- _The exercise_
Quote the listing below in full and exactly as written, but omit every picture.

- _Data records_
┏━━

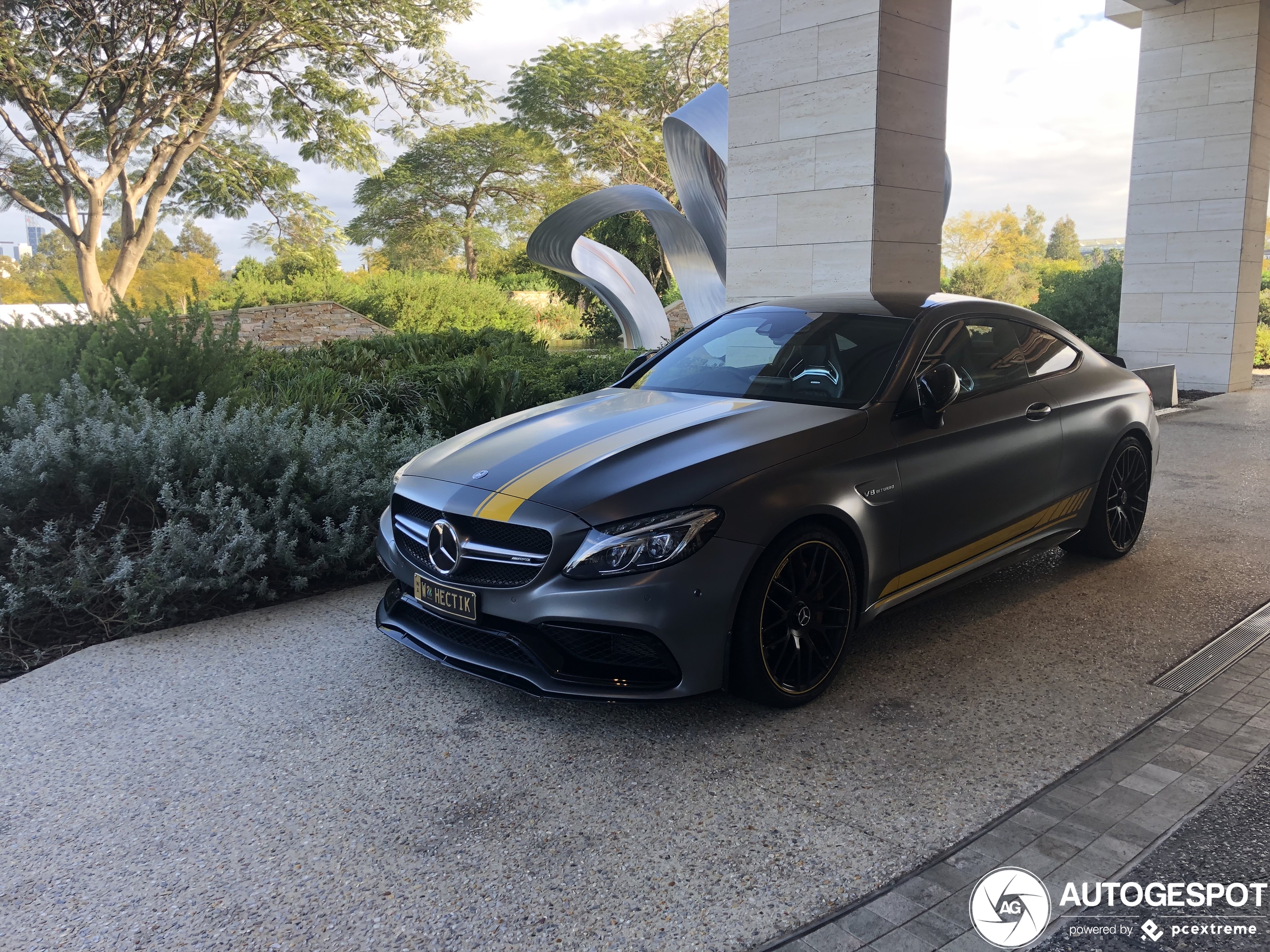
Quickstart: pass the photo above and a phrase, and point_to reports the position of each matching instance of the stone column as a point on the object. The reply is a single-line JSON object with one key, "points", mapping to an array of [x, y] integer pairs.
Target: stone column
{"points": [[1198, 192], [836, 147]]}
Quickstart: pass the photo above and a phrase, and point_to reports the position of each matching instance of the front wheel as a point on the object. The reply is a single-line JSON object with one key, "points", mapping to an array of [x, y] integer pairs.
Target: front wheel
{"points": [[796, 615], [1120, 507]]}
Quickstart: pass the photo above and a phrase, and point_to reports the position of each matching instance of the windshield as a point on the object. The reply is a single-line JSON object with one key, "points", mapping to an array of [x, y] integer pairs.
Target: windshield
{"points": [[782, 353]]}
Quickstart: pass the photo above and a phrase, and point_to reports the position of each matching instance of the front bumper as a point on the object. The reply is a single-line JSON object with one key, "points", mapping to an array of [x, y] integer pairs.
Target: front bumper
{"points": [[549, 636]]}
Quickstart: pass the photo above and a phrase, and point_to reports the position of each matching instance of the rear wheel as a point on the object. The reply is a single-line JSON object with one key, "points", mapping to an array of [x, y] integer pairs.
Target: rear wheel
{"points": [[1120, 507], [794, 619]]}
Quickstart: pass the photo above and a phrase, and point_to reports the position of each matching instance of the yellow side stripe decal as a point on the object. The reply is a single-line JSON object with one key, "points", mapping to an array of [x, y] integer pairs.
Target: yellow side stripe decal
{"points": [[1064, 509], [508, 498]]}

┗━━

- _Reply to the exercise_
Quickstart: pass the photo above and a phrase, and point_to reports the position of each matching instance of the stone column as a point on the object. The reply is a single-line JSON object with one key, "points", mapping to an array of [x, y] integer pairs.
Target: stone column
{"points": [[1198, 192], [836, 147]]}
Quickstart: pass the photo above and a phrase, and point_to reports the position of each matching instance of the front wheel as a point on the object. The reply is a single-line JSON object with one key, "points", mapping to an array of [x, y] integer pairs.
Target: front wheel
{"points": [[796, 615], [1120, 507]]}
Quickstart: pass the photo above and a phrase, and point_to reports the position of each matching instance of the windshield as a point on the object. The reply is a single-line JSON object with one key, "points", mapping to an array of [x, y] integer pairs.
Target: windshield
{"points": [[782, 353]]}
Quickstart: pass the photo above and a phrase, and point_to reports the position of each matching instance of the front bumper as a point on the object. The reply is a single-line JSON object with one key, "points", mapping to an array of [x, y] integer pairs.
Target: front bumper
{"points": [[549, 636]]}
Quickstart: pass the photo above and a phrase, and point_to reports the position of each matching instance of the rear wheel as a point on the object. The reply is a single-line JSON object with one key, "points", mapping to an array of [x, y] integer pairs.
Target: rear wheel
{"points": [[1120, 507], [794, 619]]}
Quickstart: pass the photo above and a phrase, and point_to reports the position of each matching instance of the yellow side stripe decal as a point on the object. The reply is a single-line JSON object with one key, "points", mapping to an array of [x, y] integer pairs.
Target: yellow side stripe decal
{"points": [[1064, 509], [508, 498]]}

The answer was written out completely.